===== Provided passage
JSON.jl icon indicating copy to clipboard operation
JSON.jl copied to clipboard

Parse bytes directly

Open robsmith11 opened this issue 1 year ago • 5 comments

It would be nice if JSON.Parser.parse could be passed a vector of bytes and parse it assuming UTF-8 encoding without having to manually allocate a new String. My most common use case (probably for many other people too?) is downloading a JSON file with HTTP.get("...").body, which returns bytes.

robsmith11 avatar Apr 20 '23 04:04 robsmith11

You could maybe use https://github.com/JuliaStrings/StringViews.jl.

KristofferC avatar Apr 20 '23 06:04 KristofferC

StringViews.jl does look good for use in projects, but would it make sense for more casual interactive use to have JSON.jl do something automatically when passed bytes?

robsmith11 avatar Apr 20 '23 07:04 robsmith11

One issue with that is that that means that arguably anything that accepts a string should also accept a byte buffer. And the best way to do that would probably be to use StringViews as a dependency and wrap the bytes in that. So it would kind of be equivalent except that all functions would have to define this instead of just the caller doing it.

KristofferC avatar Apr 20 '23 09:04 KristofferC

I've noticed that using StringViews instead of String does not improve performance for me (actually slightly worse performance and higher alloc). These are in the docs for String (julia 1.8.5). If I'm understanding right, strings produced from UTF-8 bytes already act like views.
==========
===== Source data
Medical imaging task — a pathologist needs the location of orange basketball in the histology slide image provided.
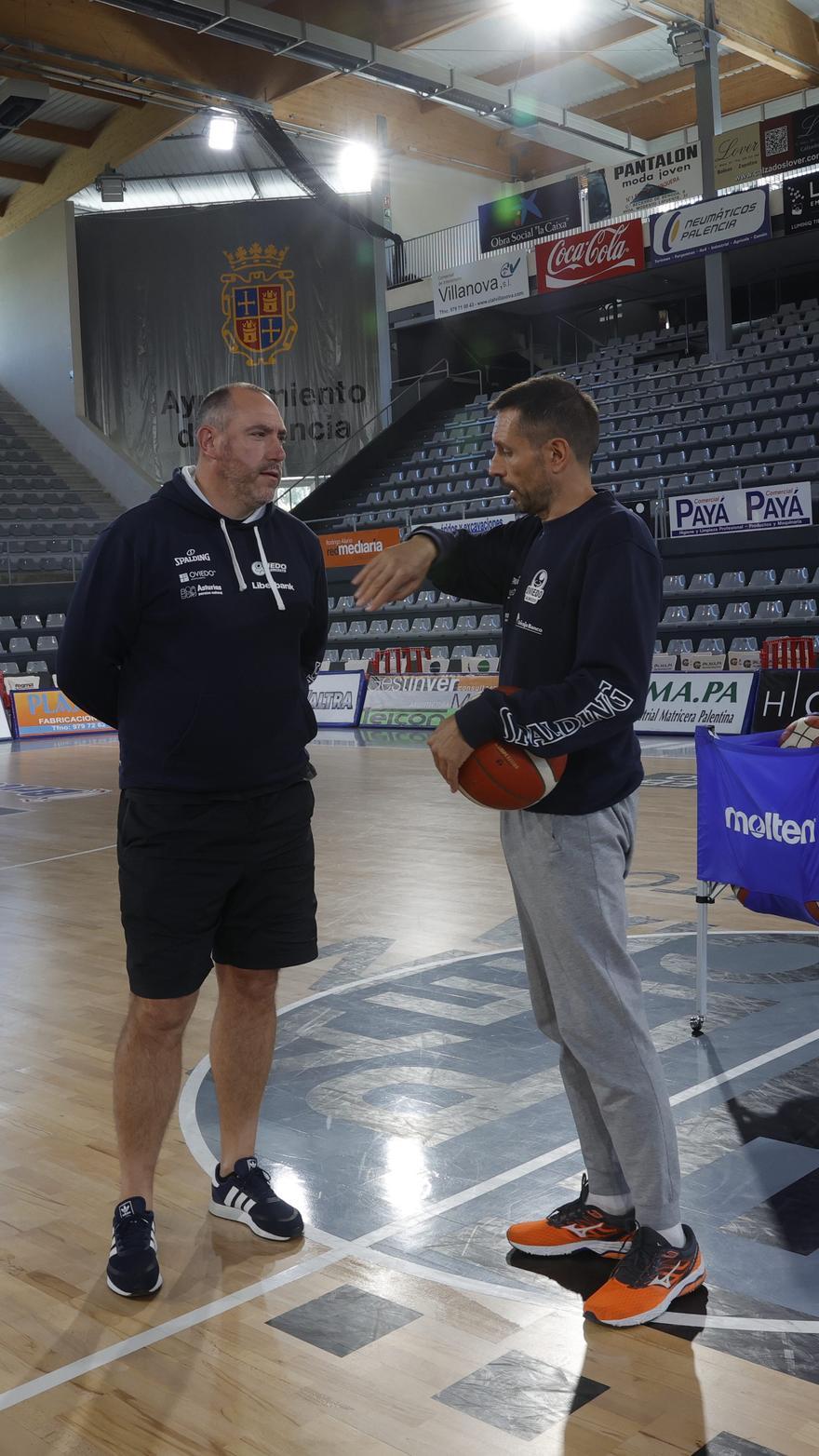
[458,743,568,810]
==========
**Task directions**
Carry the JSON.jl thread on parsing bytes forward from its last comment. The data was taken from a different source.

**Result of this task**
String(v::AbstractVector{UInt8}) Create a new String object from a byte vector v containing UTF-8 encoded characters. ... When possible, the memory of v will be used without copying when the String object is created. This is guaranteed to be the case for byte vectors returned by take! on a writable IOBuffer and by calls to read(io, nb). This allows zero-copy conversion of I/O data to strings. In other cases, Vector{UInt8} data may be copied, but v is truncated anyway to guarantee consistent behavior.

kpa28-git avatar May 05 '23 20:05 kpa28-git

"When possible"

This is not that often the case, the array need to have been allocated in a special way for this.

And copying a chunk of memory like a string tends to be quite fast so it isn't unfeasible that you don't notice it. And maybe StringViews has some issue which make it slower than it should be.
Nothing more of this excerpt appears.